[Location labeling records]
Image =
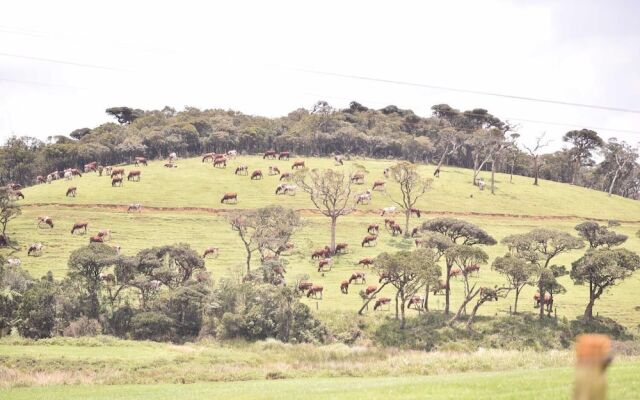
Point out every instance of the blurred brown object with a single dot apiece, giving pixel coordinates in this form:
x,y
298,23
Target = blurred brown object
x,y
593,355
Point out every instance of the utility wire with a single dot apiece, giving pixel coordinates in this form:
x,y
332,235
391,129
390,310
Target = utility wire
x,y
459,90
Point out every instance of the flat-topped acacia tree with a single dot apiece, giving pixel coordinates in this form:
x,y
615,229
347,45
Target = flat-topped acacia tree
x,y
412,186
330,192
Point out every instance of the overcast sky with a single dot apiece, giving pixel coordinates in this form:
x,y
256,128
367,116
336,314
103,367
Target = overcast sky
x,y
62,63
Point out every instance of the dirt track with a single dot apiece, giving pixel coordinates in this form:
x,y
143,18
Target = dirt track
x,y
311,211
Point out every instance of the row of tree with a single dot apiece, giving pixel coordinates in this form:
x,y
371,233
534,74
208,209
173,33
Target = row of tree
x,y
473,139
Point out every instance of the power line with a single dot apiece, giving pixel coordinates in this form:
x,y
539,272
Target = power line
x,y
459,90
50,60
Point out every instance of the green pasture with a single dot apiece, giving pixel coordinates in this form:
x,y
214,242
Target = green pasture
x,y
197,185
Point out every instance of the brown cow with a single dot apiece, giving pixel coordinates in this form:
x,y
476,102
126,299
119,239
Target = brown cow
x,y
214,251
378,185
371,289
257,174
383,301
357,277
79,225
230,196
269,154
370,240
134,175
314,291
141,160
366,262
297,164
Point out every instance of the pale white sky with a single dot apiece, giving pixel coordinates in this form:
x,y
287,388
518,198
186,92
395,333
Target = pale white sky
x,y
247,55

* _Exercise directions_:
Convert all of the rows above into a JSON list of strings, one string per line, with blank lines dropped. Omit the pictures.

* _Written answer_:
[
  "Image =",
  "Point out every instance of the blurred brown object with a single dot apiece, giving pixel coordinates in this form:",
  "x,y",
  "298,23",
  "Target = blurred brown object",
  "x,y",
  "593,355",
  "Point out every instance of the utility wire with a single dot apiece, giving pixel coordinates in this form:",
  "x,y",
  "332,235",
  "391,129",
  "390,310",
  "Target = utility wire",
  "x,y",
  "459,90",
  "Point out every instance of the flat-topped acacia tree with a single dot apiece, giving pixel coordinates in this form:",
  "x,y",
  "615,229",
  "347,45",
  "Target = flat-topped acacia tree",
  "x,y",
  "412,186",
  "330,192",
  "Point out every instance of the overcast sky with a single dot apiece, giving pixel coordinates in this form:",
  "x,y",
  "256,128",
  "367,116",
  "336,314",
  "103,367",
  "Target = overcast sky",
  "x,y",
  "62,63",
  "Point out every instance of the dirt track with a single dot apiece, giving pixel coordinates in this form:",
  "x,y",
  "143,18",
  "Target = dirt track",
  "x,y",
  "311,211",
  "Point out every instance of the row of tree with a single dot apiece, giving pixel coordinates in this form:",
  "x,y",
  "371,233",
  "534,74",
  "208,209",
  "173,33",
  "Target = row of tree",
  "x,y",
  "473,139",
  "Point out every instance of the power line with a single dot apiece, giving pixel coordinates in this form:",
  "x,y",
  "539,272",
  "Target = power line",
  "x,y",
  "459,90",
  "50,60",
  "Point out every instance of the green pasture with a single dot apiece, giving pixel coordinates in this form:",
  "x,y",
  "214,242",
  "Target = green pasture",
  "x,y",
  "197,185",
  "Point out every instance of the brown cow with a single dot apiece, giving pixel coordinates in this form:",
  "x,y",
  "476,102",
  "126,299",
  "119,239",
  "Target = brown cow",
  "x,y",
  "214,251",
  "378,185",
  "371,289",
  "257,174",
  "383,301",
  "357,277",
  "79,225",
  "230,196",
  "269,154",
  "370,240",
  "134,175",
  "314,291",
  "141,160",
  "366,262",
  "297,164",
  "Point out every instance of the pale white sky with a single dot apiece, giving pixel coordinates in this form:",
  "x,y",
  "287,388",
  "518,198",
  "186,92",
  "395,333",
  "Target = pale white sky",
  "x,y",
  "247,55"
]